### Provided passage
# Kadee Remote Uncoupling & DCC



## supagav (Feb 8, 2008)

Hi folks,

I'm wondering if anyone has an ideas or thoughts on how best to control the new kadee remote uncoupler servos using DCC?

Our railroad, the Somerville & St.Francis River, is geared towards operations and as such we do a lot of switching moves using kadee uncoupler ramps installed between the rails. This system has been working well but I'm currently toying with the idea of upgrading our caboose fleet to the new Kadee remote uncouplers and controlling them from a small, on-board function only decoder. This would greatly help speed up the switching process when we need to cut out the caboose during a local switching move for example. I was just wondering what people thought would be the best option in terms of a decoder for this? Any ideas would be greatly appreciated!

I'm currently leaning towards a massoth unit, ideally their new eMotion 8FS servo decoder which should hopefully be coming out soon: 

http://www.massoth.com/en/produkte/8152501.en.php 

or their eMotion 8FL paired with their 6V voltage regulator as they recommend for servo control:

http://www.massoth.com/en/produkte/8152001.en.php
http://www.massoth.com/en/produkte/8242050.en.php

I would really like to hear if anyone has any other ideas or suggestions, particularly if they are more cost effective!

Many thanks in advance,
Gavin


(PS: I should say that we're currently using a Massoth 1200z central station with three Navigator handsets, and mostly NCE decoders in our locos with Phoenix sound.)


----------



## Dan Pierce (Jan 2, 2008)

The Zimo MX69/MX69x series of decoders have provisions for wiring up 4 servos. 
And you can just use any 5 volt servo. The MX695 series has 4 sets of pins for servo plug and play. 
Servo outputs can be programmed for functions 1 to 19, and each output has a CV for max direction. 
Download the manual at zimo.at 
And if you have an Aristo or USA with fan driven smoke, these decoders will drive those with fan control and 3 heater settings. 
Of course this does not help you with present decoders, but can be something to think about for future purchases. Motor, light, sound, servo, smoke control all in one decoder and for less than $200.


----------



## mbendebba (Jan 22, 2011)
######
### Entries supplied
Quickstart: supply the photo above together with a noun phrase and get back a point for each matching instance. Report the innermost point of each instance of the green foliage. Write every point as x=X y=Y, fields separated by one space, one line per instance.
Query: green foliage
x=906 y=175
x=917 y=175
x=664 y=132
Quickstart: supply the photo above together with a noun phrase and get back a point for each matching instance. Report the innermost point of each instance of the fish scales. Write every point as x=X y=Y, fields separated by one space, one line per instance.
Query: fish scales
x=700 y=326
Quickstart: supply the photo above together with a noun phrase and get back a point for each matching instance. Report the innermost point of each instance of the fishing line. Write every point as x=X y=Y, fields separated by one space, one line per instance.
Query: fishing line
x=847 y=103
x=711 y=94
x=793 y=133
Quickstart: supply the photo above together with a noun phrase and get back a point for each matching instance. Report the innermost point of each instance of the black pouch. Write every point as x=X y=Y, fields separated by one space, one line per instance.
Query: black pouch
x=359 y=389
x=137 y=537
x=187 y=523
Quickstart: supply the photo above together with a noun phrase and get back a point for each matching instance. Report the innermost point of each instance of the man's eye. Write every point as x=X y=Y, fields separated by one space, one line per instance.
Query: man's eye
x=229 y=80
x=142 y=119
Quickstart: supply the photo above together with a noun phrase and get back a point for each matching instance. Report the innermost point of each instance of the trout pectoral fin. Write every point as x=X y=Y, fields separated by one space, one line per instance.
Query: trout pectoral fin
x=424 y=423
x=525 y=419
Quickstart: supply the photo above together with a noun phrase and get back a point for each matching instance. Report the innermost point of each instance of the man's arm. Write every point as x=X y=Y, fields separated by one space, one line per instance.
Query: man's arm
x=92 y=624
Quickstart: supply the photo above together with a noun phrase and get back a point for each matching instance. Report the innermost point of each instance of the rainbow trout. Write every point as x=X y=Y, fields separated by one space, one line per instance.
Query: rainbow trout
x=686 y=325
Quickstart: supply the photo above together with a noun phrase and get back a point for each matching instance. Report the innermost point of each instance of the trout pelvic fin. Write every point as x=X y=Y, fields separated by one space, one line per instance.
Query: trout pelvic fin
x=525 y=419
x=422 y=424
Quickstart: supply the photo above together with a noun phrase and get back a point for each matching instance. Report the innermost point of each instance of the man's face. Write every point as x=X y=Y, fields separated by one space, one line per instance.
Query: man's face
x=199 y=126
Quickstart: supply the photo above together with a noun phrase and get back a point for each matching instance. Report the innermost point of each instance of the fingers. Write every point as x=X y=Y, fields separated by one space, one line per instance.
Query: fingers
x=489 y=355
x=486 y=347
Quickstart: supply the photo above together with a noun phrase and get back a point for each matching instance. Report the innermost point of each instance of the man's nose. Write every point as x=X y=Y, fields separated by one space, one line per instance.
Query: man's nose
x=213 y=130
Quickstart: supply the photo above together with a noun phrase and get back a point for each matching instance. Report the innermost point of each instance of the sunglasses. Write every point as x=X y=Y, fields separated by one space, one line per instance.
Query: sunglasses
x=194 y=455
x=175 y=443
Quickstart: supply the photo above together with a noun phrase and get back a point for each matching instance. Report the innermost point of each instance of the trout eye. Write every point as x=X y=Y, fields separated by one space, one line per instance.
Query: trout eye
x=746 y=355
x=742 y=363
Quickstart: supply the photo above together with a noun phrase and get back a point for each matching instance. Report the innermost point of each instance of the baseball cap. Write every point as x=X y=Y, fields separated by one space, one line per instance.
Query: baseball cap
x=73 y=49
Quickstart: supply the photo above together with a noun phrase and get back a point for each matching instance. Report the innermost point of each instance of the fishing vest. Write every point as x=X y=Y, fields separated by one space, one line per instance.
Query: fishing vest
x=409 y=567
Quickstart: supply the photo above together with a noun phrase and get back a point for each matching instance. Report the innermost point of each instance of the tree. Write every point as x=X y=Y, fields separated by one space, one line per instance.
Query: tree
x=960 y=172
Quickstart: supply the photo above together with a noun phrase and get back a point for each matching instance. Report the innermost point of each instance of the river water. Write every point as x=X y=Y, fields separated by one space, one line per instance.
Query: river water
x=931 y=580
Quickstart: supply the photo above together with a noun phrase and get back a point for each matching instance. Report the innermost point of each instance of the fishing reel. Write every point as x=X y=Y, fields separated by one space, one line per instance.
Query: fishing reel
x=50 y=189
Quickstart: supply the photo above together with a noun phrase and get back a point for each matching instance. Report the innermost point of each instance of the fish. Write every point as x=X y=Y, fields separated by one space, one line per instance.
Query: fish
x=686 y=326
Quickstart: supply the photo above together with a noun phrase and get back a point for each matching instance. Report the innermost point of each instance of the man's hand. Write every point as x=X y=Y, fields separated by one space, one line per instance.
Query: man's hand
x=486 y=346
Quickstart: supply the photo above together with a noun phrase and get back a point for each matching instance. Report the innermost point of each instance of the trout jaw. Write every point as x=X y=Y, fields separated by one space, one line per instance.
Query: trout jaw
######
■ **Problem set**:
A: From the Kadee uncoupling thread, extract the text from "Servo outputs can" up to and including "(Jan 22, 2011)".
B: Translate this sentence from the Kadee uncoupling thread into Spanish: "Servo outputs can be programmed for functions 1 to 19, and each output has a CV for max direction."
The records come from a different source than the Kadee uncoupling thread.

■ **Per-task answers**:
A:
Servo outputs can be programmed for functions 1 to 19, and each output has a CV for max direction. 
Download the manual at zimo.at 
And if you have an Aristo or USA with fan driven smoke, these decoders will drive those with fan control and 3 heater settings. 
Of course this does not help you with present decoders, but can be something to think about for future purchases. Motor, light, sound, servo, smoke control all in one decoder and for less than $200.


----------



## mbendebba (Jan 22, 2011)

B: Las salidas de servo se pueden programar para las funciones 1 a 19, y cada salida tiene un CV para la dirección máxima.